● Kısa Görev
Aşağıdaki kaynak metne göre soruları yanıtlayın.
(a) Zhongjin Li hangi üniversitede bulunmaktadır?
(b) Kelly McKowen hangi bölüm hakkında geri bildirimde bulunmuştur?
(c) Önsöze göre antropolojide araştırma öznelerine hoşgörü ve merakla yaklaşmayı öğreten düşünce hangisidir?

● Kaynak Metin

....................

Ayrıca Kansas City’deki Missouri Üniversitesi’nde parlak bir iktisatçı olan Zhongjin Li’nin yoldaşlığından ve entelektüel dostluğundan da son derece yararlandım. Zhongjin, bilim dalı sınırlarını aşacak ve benimle resmî olmayan bir okuma grubu oluşturacak denli cömert ve hoşgörülüydü. Hâlâ bir antropolog –hatta belki de sosyolog– gibi düşünüp yazmama rağmen, onun analitik titizliği ve dijital kapitalizmin dinamiklerine ilişkin içgörüleri bana çok şey öğretti. Zhongjin ayrıca çalışmalarımın sabırlı bir okuru da oldu.
Kelly McKowen, Üçüncü Bölüm hakkında çok yararlı geri bildirimlerde bulundu ve bu taslağı inceleyen anonim eleştirmenler de bu alanda alışılmadık derecede yapıcı ve kapsamlı geri bildirimler sağladılar. Şimdiye kadar birlikte çalıştığım en anlayışlı, ilgili ve destekleyici editörlerden biri olan Jonathan Skerrett’e ve bu kitabın taslağının ortaya çıkışına katkıda bulunan Polity Yayınevi ekibinin geri kalanına özel bir teşekkürü borç bilirim. Son olarak aileme teşekkür etmek istiyorum. Siz olmasaydınız ruhum kanatlanamazdı. Sizleri her daim ve sonsuza dek seviyorum.
Önsöz
Mesleki Bir Risk
Ben eğitimim gereği bir kültürel antropoloğum ve şimdiye kadar yaptığım tüm araştırmalarda ve yazdığım tüm yazılarda, antropologlar arasında geniş çapta mesleki bir tehlike olarak kabul edilen şeylerden kaçınmak için elimden gelenin en iyisini yaptım. Bu tehlike, incelediğimiz ve anlamak istediğimiz insanlar hakkında hüküm vermek ve eleştiride bulunmaktır. Antropolojide, kültürel görecilik düşüncesi bize araştırma öznelerimize hoşgörü ve merakla yaklaşmayı öğretmektedir. İnançlarını ve uygulamalarını yanlış diye kınamak yerine, bunların insan yaşamlarının kültürel bağlamı içinde nasıl anlam ifade ettiklerini göstermeyi amaçlarız. Bu benim çok ciddiye aldığım bir mesajdır ve kesinlikle öğrencilerime rutin olarak verdiğim bir derstir.

....................

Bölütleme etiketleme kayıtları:
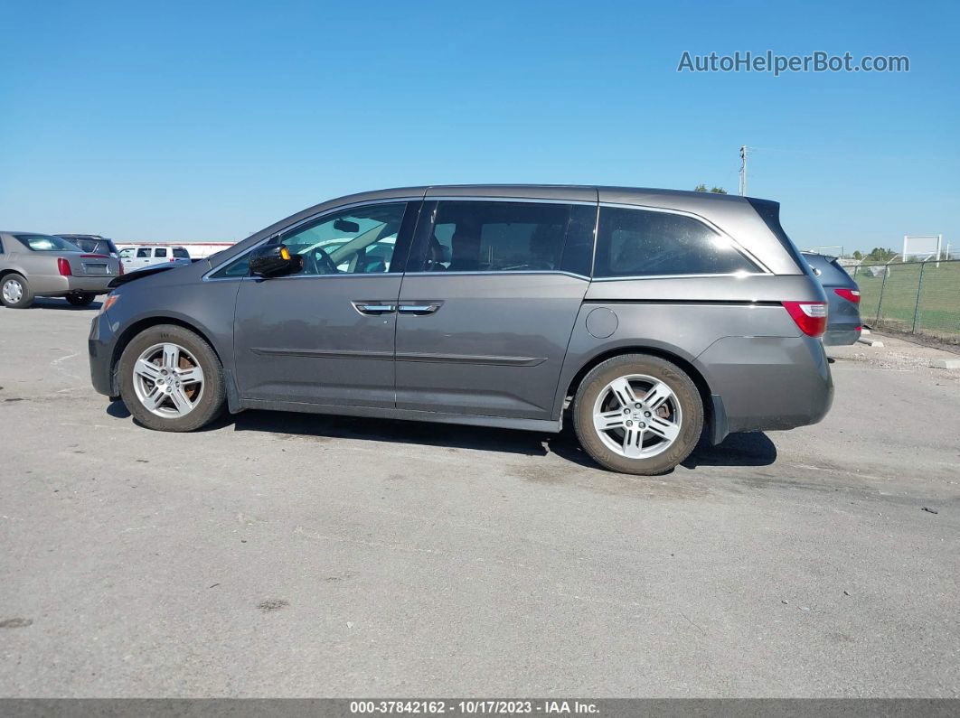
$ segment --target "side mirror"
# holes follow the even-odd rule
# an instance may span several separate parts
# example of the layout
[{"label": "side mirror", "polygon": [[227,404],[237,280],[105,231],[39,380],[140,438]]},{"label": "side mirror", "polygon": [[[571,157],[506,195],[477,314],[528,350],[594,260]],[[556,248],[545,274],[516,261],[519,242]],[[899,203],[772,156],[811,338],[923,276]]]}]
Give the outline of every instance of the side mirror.
[{"label": "side mirror", "polygon": [[254,249],[250,256],[250,273],[254,277],[285,277],[303,269],[303,257],[291,254],[284,244],[269,244]]}]

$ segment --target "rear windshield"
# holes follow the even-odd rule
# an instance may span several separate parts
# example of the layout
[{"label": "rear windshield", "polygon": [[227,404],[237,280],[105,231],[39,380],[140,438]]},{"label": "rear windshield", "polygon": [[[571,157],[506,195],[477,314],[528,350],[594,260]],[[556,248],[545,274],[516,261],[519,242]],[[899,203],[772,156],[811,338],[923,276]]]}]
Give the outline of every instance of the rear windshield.
[{"label": "rear windshield", "polygon": [[35,252],[79,252],[80,247],[61,237],[47,234],[17,234],[13,235],[28,249]]},{"label": "rear windshield", "polygon": [[847,271],[846,268],[844,268],[843,265],[841,265],[835,259],[831,259],[830,260],[830,264],[833,265],[833,266],[836,267],[837,270],[839,270],[840,272],[842,272],[847,277],[847,279],[851,280],[852,282],[853,281],[853,278],[852,276],[850,276],[850,272]]}]

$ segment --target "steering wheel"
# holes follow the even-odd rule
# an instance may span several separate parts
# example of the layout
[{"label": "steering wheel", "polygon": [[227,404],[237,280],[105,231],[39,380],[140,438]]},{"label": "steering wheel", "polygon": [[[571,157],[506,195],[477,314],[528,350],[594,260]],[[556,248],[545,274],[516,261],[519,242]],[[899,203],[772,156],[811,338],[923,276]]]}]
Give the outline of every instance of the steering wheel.
[{"label": "steering wheel", "polygon": [[319,246],[306,253],[303,269],[305,274],[337,274],[340,271],[326,250]]}]

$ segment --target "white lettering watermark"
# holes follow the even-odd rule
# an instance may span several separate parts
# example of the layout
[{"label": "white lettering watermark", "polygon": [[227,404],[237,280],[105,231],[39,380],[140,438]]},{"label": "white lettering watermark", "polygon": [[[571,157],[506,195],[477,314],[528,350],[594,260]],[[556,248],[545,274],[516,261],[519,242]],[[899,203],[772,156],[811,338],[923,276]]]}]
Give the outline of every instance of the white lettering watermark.
[{"label": "white lettering watermark", "polygon": [[910,72],[905,55],[865,55],[854,60],[849,52],[830,55],[817,50],[810,55],[777,55],[773,50],[755,54],[750,50],[732,55],[692,55],[684,50],[677,72]]}]

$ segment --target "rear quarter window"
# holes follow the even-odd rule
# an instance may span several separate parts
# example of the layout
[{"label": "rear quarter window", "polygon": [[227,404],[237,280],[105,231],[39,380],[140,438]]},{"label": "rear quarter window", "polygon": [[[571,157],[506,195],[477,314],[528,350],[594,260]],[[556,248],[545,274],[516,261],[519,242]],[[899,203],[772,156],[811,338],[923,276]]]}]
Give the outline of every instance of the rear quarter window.
[{"label": "rear quarter window", "polygon": [[595,277],[756,272],[731,241],[685,215],[601,207]]}]

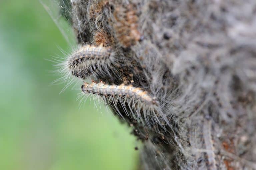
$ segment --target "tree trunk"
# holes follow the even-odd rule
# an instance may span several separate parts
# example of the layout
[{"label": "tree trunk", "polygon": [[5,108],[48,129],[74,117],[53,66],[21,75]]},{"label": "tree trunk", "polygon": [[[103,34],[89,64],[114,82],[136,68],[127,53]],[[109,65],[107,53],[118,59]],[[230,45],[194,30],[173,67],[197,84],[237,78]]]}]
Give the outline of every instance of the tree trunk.
[{"label": "tree trunk", "polygon": [[256,1],[70,1],[78,43],[114,52],[91,71],[113,94],[94,93],[134,127],[142,169],[256,169]]}]

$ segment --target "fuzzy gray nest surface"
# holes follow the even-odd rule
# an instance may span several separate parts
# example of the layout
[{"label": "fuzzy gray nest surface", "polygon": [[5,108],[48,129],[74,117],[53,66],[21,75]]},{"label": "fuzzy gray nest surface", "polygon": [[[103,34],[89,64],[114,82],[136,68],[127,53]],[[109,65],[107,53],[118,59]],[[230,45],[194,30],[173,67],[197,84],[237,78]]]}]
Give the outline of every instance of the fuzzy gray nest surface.
[{"label": "fuzzy gray nest surface", "polygon": [[132,125],[140,169],[256,169],[256,1],[60,3],[65,73]]}]

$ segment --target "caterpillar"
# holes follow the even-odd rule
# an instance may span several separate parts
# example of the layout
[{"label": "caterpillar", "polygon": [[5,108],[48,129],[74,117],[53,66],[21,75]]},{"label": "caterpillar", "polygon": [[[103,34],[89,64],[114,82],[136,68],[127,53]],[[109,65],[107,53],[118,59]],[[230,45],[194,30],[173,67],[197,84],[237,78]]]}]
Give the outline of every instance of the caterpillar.
[{"label": "caterpillar", "polygon": [[[122,108],[127,115],[130,116],[128,113],[131,113],[132,117],[137,120],[145,120],[149,126],[152,123],[152,121],[159,121],[158,117],[160,114],[157,113],[160,111],[159,102],[156,97],[152,96],[141,88],[132,85],[110,85],[101,82],[98,83],[93,82],[90,84],[84,82],[81,88],[84,93],[102,96],[107,103],[113,102],[121,116],[123,115],[119,111],[117,105],[119,102],[121,103]],[[141,112],[143,113],[143,115]]]},{"label": "caterpillar", "polygon": [[85,45],[69,56],[66,67],[70,74],[84,80],[94,75],[96,71],[107,73],[108,69],[105,69],[114,61],[114,53],[110,47],[102,45]]},{"label": "caterpillar", "polygon": [[142,38],[138,30],[138,17],[133,8],[131,4],[126,7],[118,7],[114,14],[116,22],[113,27],[116,37],[125,48],[134,45]]}]

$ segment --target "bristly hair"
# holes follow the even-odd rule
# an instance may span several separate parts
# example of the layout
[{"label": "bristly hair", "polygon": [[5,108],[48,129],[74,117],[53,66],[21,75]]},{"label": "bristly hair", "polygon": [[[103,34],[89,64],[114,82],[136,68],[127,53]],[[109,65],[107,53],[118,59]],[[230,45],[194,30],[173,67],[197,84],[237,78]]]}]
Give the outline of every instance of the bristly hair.
[{"label": "bristly hair", "polygon": [[142,168],[256,169],[255,1],[60,0],[81,46],[59,71],[104,82],[82,90],[133,125]]}]

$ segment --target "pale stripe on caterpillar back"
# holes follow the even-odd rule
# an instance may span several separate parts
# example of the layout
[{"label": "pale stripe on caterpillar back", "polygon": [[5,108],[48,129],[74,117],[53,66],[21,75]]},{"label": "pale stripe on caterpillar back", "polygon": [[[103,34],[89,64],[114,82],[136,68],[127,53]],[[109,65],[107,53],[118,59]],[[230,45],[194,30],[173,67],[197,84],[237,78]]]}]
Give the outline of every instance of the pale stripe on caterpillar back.
[{"label": "pale stripe on caterpillar back", "polygon": [[85,93],[101,96],[107,103],[113,102],[118,113],[121,114],[120,115],[121,116],[123,115],[117,107],[116,103],[118,102],[120,102],[127,116],[131,116],[128,114],[130,112],[134,118],[142,121],[144,124],[141,112],[143,113],[146,123],[150,126],[152,123],[159,122],[162,118],[159,116],[162,114],[157,114],[161,112],[158,101],[140,88],[123,84],[110,85],[101,82],[93,82],[91,84],[84,82],[81,88]]},{"label": "pale stripe on caterpillar back", "polygon": [[95,75],[96,70],[109,75],[108,67],[114,61],[114,54],[110,47],[85,45],[69,56],[66,67],[71,75],[83,79]]}]

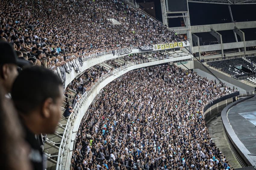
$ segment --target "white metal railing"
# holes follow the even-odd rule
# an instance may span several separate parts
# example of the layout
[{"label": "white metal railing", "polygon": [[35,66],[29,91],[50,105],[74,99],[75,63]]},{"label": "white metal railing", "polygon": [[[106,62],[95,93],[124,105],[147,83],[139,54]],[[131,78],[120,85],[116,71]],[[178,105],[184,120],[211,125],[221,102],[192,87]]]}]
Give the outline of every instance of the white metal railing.
[{"label": "white metal railing", "polygon": [[239,93],[240,94],[239,95],[239,97],[247,96],[251,96],[256,94],[256,90],[244,91],[242,92],[240,92]]},{"label": "white metal railing", "polygon": [[[142,64],[149,62],[152,62],[154,61],[159,61],[164,59],[170,59],[177,57],[184,56],[185,54],[181,55],[175,55],[173,56],[167,56],[152,59],[147,59],[143,60],[136,61],[134,62],[127,63],[126,65],[122,66],[119,68],[114,69],[113,71],[111,71],[105,74],[103,77],[100,77],[97,81],[95,82],[89,90],[87,91],[83,94],[80,99],[80,101],[76,104],[73,108],[74,111],[72,112],[68,118],[67,118],[66,127],[63,132],[63,135],[60,145],[58,153],[58,158],[57,161],[56,169],[61,169],[63,166],[63,161],[65,151],[69,148],[69,147],[67,146],[67,140],[70,135],[72,135],[72,129],[71,129],[72,125],[75,119],[76,116],[79,113],[80,110],[82,105],[84,103],[88,97],[92,93],[93,93],[96,87],[101,83],[103,81],[107,78],[113,75],[118,74],[121,71],[127,69],[128,67],[136,65]],[[186,54],[187,56],[188,54]]]},{"label": "white metal railing", "polygon": [[204,104],[204,106],[205,106],[206,105],[208,105],[208,104],[209,104],[210,103],[212,103],[212,102],[213,101],[214,101],[214,100],[216,100],[217,99],[218,99],[219,98],[221,98],[222,97],[223,97],[223,96],[226,96],[227,95],[228,95],[229,94],[232,94],[233,93],[235,93],[235,92],[236,92],[237,91],[238,91],[238,90],[236,90],[236,91],[234,91],[233,92],[229,92],[228,93],[225,93],[224,94],[221,95],[220,95],[219,96],[216,97],[214,98],[213,99],[211,99],[211,100],[209,100],[209,101],[208,101],[208,102],[206,104]]}]

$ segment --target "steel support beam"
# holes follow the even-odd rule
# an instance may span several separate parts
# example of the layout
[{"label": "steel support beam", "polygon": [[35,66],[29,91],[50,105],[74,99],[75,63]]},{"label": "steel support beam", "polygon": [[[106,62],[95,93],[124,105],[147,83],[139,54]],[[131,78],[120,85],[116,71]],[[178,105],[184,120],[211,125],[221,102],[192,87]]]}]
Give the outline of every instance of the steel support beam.
[{"label": "steel support beam", "polygon": [[193,47],[197,46],[197,47],[198,48],[198,53],[199,53],[198,56],[199,56],[199,59],[201,59],[201,52],[200,51],[199,37],[194,34],[192,33],[191,35],[192,36],[193,46]]},{"label": "steel support beam", "polygon": [[221,35],[213,29],[211,29],[211,31],[210,33],[217,38],[218,44],[220,44],[221,45],[221,55],[222,56],[224,55],[223,51],[223,44],[222,43],[222,36]]},{"label": "steel support beam", "polygon": [[[240,38],[241,39],[241,41],[244,42],[244,44],[245,45],[245,47],[243,48],[244,50],[244,51],[245,52],[245,55],[246,51],[246,46],[245,46],[245,33],[236,26],[235,27],[234,29],[233,30],[233,31],[235,33],[235,34],[236,34],[236,35],[237,34],[240,37]],[[240,52],[240,50],[239,50],[239,52]]]},{"label": "steel support beam", "polygon": [[166,9],[165,8],[165,0],[161,0],[161,9],[162,10],[162,17],[163,18],[163,23],[164,25],[168,26],[168,23],[166,15]]}]

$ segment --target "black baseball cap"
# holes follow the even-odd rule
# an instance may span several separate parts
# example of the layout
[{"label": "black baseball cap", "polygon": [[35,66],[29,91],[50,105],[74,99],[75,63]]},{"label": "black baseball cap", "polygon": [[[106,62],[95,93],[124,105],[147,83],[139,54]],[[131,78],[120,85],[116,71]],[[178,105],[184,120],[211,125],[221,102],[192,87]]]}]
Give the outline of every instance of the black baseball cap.
[{"label": "black baseball cap", "polygon": [[5,64],[14,64],[20,66],[29,65],[29,62],[18,58],[9,43],[0,42],[0,65]]}]

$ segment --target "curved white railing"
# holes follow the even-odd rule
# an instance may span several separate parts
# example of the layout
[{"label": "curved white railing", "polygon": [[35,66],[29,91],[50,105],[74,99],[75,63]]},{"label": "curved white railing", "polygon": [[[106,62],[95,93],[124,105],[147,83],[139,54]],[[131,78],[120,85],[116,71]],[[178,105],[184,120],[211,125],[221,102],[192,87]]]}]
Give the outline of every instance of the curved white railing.
[{"label": "curved white railing", "polygon": [[[164,56],[151,59],[147,59],[136,61],[127,63],[125,65],[115,69],[113,71],[107,73],[99,78],[98,81],[92,86],[90,90],[86,92],[81,96],[80,101],[76,103],[73,109],[74,111],[71,113],[68,118],[59,146],[56,169],[67,169],[67,168],[69,168],[71,161],[67,160],[67,161],[65,161],[64,159],[68,159],[68,157],[71,157],[71,156],[72,153],[70,154],[70,152],[69,150],[70,145],[72,145],[71,144],[71,136],[73,133],[73,131],[76,132],[77,130],[74,129],[75,129],[74,126],[76,126],[76,129],[78,129],[80,122],[82,118],[84,115],[85,113],[88,114],[87,111],[92,100],[91,100],[91,102],[89,102],[90,101],[87,100],[88,98],[91,99],[94,99],[95,96],[97,96],[97,94],[101,89],[101,88],[100,89],[97,89],[99,88],[98,88],[98,87],[101,86],[102,88],[103,88],[115,78],[133,69],[173,61],[184,61],[191,58],[191,56],[189,55],[182,56],[180,55],[175,57]],[[102,83],[103,83],[104,84],[101,84]],[[100,85],[101,86],[99,86]],[[90,103],[88,104],[87,103],[88,102]],[[86,106],[85,106],[86,105]],[[79,118],[76,118],[77,116]],[[64,158],[65,156],[67,157]]]}]

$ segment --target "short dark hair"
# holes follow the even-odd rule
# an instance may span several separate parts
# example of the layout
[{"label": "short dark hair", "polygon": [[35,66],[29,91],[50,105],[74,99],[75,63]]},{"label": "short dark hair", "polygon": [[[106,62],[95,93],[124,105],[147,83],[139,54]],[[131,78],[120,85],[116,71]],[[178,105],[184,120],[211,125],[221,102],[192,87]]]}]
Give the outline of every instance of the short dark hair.
[{"label": "short dark hair", "polygon": [[52,71],[37,66],[22,70],[14,83],[11,96],[17,110],[28,114],[39,108],[45,100],[51,98],[55,102],[63,94],[60,77]]}]

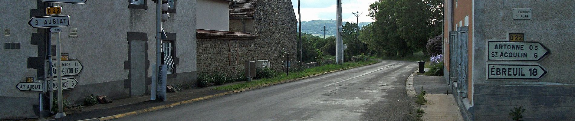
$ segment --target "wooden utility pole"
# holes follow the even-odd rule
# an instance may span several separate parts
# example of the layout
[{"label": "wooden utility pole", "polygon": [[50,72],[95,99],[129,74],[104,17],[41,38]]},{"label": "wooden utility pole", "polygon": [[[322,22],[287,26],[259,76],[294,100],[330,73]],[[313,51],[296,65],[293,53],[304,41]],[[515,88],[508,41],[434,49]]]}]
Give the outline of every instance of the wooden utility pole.
[{"label": "wooden utility pole", "polygon": [[342,38],[342,0],[338,0],[338,23],[337,32],[336,32],[335,44],[335,62],[337,64],[343,64],[343,40]]}]

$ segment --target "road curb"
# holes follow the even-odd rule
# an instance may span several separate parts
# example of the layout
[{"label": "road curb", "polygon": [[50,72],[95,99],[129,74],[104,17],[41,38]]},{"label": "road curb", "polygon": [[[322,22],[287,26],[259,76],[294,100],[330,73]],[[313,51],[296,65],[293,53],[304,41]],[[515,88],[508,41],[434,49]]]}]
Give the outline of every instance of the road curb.
[{"label": "road curb", "polygon": [[374,63],[371,63],[371,64],[365,64],[365,65],[363,65],[357,66],[357,67],[349,67],[349,68],[343,68],[343,69],[338,69],[338,70],[332,71],[329,71],[329,72],[323,72],[323,73],[318,73],[318,74],[309,75],[309,76],[307,76],[303,77],[300,77],[300,78],[297,78],[297,79],[290,79],[290,80],[281,81],[279,81],[279,82],[277,82],[277,83],[270,83],[270,84],[263,84],[263,85],[258,85],[258,86],[255,86],[255,87],[250,87],[250,88],[246,88],[246,89],[240,89],[232,91],[229,91],[229,92],[226,92],[218,93],[218,94],[215,94],[215,95],[205,96],[203,96],[203,97],[195,98],[195,99],[191,99],[191,100],[181,101],[181,102],[177,102],[177,103],[171,103],[171,104],[168,104],[162,105],[162,106],[159,106],[152,107],[144,108],[137,110],[136,110],[136,111],[134,111],[128,112],[125,112],[125,113],[120,114],[116,114],[116,115],[112,115],[112,116],[108,116],[101,117],[101,118],[87,119],[84,119],[84,120],[78,120],[78,121],[104,121],[104,120],[109,120],[119,119],[119,118],[122,118],[128,116],[136,115],[138,115],[138,114],[144,114],[144,113],[145,113],[145,112],[147,112],[158,111],[158,110],[163,110],[163,109],[164,109],[164,108],[173,107],[174,106],[179,106],[179,105],[181,105],[181,104],[185,104],[192,103],[194,103],[195,102],[204,100],[208,100],[208,99],[213,99],[213,98],[216,98],[216,97],[217,97],[222,96],[224,96],[224,95],[233,94],[233,93],[237,93],[237,92],[243,92],[243,91],[250,91],[250,90],[255,89],[258,89],[258,88],[262,88],[262,87],[267,87],[267,86],[270,86],[270,85],[273,85],[282,84],[282,83],[288,83],[288,82],[291,82],[291,81],[297,81],[297,80],[301,80],[301,79],[306,79],[306,78],[309,78],[309,77],[312,77],[317,76],[320,76],[320,75],[325,75],[325,74],[327,74],[327,73],[332,73],[332,72],[339,72],[339,71],[347,70],[347,69],[351,69],[351,68],[357,68],[357,67],[369,65],[371,65],[371,64],[377,64],[377,63],[379,63],[379,61],[378,61],[378,62]]},{"label": "road curb", "polygon": [[417,73],[417,71],[416,70],[413,73],[409,75],[409,77],[407,77],[407,80],[405,80],[405,91],[407,91],[407,96],[410,97],[415,97],[417,93],[415,92],[415,88],[413,87],[413,77],[415,76],[415,73]]}]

....................

● Çözümlü Soru
(a) Kansas City'deki Missouri Üniversitesi'nde.
(b) Üçüncü Bölüm hakkında.
(c) Kültürel görecilik düşüncesi.